• **Exercise goal**
Restate word for word the run of lines that begins at the one containing "Target: banknote" and ends at the last line of the listing.

• **Records shown**

^^^^^^^^^^^^^^^^

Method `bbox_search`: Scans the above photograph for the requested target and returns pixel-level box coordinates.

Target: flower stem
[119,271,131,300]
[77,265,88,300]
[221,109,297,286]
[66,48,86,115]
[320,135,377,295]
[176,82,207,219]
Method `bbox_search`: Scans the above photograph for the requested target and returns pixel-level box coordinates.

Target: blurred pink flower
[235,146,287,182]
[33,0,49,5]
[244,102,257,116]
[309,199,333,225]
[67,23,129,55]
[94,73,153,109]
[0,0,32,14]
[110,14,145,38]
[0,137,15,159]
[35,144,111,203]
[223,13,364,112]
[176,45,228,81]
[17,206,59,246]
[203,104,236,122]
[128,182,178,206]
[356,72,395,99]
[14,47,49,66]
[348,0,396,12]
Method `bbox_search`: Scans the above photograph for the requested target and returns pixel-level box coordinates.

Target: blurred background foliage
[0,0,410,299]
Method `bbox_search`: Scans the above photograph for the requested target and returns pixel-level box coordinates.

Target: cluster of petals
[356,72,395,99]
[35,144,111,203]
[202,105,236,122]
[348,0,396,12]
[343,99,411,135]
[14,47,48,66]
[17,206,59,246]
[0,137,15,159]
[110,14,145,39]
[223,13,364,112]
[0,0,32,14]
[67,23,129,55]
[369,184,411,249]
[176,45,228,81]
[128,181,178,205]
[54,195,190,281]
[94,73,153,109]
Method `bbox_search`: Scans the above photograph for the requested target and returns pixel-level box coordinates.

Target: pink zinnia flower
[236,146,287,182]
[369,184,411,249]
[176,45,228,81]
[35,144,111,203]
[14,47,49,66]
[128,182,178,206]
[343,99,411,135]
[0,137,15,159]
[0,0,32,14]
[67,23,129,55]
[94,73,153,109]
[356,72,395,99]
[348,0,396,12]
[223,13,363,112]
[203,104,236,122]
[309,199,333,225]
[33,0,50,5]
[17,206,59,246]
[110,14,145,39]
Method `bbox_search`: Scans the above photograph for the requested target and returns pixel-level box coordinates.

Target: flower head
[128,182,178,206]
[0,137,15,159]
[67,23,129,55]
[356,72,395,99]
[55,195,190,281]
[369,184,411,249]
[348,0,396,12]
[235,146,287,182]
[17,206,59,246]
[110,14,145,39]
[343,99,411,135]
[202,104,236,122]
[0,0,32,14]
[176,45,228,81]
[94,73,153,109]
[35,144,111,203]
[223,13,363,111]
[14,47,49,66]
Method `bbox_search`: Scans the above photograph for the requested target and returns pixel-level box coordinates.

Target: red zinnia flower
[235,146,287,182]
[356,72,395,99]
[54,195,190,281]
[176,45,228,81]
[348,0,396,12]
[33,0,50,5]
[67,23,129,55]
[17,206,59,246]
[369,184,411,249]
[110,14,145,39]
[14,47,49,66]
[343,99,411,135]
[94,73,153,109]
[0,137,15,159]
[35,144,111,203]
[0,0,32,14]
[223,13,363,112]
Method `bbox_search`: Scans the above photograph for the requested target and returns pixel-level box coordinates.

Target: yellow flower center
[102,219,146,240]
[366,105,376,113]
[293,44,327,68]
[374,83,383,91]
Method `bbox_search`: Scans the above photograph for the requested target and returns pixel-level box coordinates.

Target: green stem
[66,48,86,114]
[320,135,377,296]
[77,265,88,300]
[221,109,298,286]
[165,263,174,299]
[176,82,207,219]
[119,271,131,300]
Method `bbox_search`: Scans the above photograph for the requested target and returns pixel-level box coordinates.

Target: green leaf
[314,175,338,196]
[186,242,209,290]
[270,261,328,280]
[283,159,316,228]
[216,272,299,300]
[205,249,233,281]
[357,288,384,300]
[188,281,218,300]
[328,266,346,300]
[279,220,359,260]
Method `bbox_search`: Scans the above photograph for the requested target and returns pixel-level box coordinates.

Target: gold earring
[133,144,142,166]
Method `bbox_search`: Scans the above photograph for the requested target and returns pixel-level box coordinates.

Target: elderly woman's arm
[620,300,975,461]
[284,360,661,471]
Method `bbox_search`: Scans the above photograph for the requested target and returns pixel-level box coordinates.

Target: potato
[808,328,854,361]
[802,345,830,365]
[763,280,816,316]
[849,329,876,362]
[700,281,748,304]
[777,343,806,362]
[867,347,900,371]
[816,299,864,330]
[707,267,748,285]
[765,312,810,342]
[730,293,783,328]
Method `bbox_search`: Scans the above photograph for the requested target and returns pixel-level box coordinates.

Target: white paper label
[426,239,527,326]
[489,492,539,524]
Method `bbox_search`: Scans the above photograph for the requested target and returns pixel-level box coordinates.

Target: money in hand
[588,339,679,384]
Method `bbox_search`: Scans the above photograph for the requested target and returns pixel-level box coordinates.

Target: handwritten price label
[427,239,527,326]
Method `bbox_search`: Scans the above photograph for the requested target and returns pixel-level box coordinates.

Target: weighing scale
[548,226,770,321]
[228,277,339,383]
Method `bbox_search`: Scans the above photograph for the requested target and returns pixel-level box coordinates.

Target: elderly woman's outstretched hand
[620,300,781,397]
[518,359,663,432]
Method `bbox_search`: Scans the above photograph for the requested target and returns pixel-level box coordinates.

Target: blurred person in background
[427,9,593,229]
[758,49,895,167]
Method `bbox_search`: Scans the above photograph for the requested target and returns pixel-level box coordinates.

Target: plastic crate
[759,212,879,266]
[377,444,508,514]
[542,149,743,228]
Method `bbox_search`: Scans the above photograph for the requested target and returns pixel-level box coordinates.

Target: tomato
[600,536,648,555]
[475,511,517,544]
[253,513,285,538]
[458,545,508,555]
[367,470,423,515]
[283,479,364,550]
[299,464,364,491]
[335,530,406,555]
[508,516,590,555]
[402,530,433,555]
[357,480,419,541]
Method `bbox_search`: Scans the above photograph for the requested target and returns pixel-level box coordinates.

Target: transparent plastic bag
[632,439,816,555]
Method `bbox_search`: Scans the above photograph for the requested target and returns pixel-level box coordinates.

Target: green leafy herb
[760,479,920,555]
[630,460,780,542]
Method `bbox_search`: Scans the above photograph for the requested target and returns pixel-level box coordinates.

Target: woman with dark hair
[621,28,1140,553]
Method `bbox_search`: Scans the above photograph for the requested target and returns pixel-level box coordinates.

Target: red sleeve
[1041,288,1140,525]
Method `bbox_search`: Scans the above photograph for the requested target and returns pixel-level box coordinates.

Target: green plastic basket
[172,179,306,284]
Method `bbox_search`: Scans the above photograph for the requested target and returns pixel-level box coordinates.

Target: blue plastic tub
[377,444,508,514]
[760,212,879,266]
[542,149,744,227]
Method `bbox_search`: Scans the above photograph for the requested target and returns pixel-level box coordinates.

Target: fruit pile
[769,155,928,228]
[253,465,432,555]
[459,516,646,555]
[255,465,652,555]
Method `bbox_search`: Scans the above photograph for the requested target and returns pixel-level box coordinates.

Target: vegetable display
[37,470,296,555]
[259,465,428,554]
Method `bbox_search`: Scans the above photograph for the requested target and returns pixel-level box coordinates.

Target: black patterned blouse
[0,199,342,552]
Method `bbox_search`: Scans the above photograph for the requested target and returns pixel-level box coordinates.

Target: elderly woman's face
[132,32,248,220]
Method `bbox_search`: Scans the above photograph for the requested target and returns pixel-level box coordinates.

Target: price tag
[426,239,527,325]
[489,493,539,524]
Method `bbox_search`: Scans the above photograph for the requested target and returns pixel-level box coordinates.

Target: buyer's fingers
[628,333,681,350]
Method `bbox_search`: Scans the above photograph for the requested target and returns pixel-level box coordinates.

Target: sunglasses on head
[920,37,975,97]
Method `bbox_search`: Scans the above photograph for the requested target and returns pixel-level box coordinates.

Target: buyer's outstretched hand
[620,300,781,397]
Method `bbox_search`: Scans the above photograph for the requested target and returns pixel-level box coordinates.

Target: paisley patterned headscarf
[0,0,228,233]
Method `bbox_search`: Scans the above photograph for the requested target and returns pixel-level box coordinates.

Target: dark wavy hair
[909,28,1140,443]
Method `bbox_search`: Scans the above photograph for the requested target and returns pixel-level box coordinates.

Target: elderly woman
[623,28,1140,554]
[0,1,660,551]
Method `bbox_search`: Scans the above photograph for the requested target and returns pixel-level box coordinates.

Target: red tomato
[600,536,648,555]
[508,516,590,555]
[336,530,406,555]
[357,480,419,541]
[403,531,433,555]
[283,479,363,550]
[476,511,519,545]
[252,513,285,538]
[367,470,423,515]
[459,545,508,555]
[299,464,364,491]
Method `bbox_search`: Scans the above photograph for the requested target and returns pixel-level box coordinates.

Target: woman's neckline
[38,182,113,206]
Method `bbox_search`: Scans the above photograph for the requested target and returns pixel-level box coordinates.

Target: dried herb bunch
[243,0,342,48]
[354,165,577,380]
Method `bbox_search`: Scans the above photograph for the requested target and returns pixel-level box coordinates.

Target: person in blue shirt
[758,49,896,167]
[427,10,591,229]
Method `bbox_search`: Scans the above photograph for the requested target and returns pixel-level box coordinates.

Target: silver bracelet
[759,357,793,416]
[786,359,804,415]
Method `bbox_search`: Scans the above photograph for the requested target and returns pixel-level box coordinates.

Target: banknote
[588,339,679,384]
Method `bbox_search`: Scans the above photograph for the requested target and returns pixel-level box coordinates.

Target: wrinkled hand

^^^^^^^^^^^^^^^^

• **Reply to the task**
Target: banknote
[588,339,679,384]
Method `bbox_search`: Scans the above photograph for the requested target and returns pixel-level box coordinates.

Target: wrinkled hand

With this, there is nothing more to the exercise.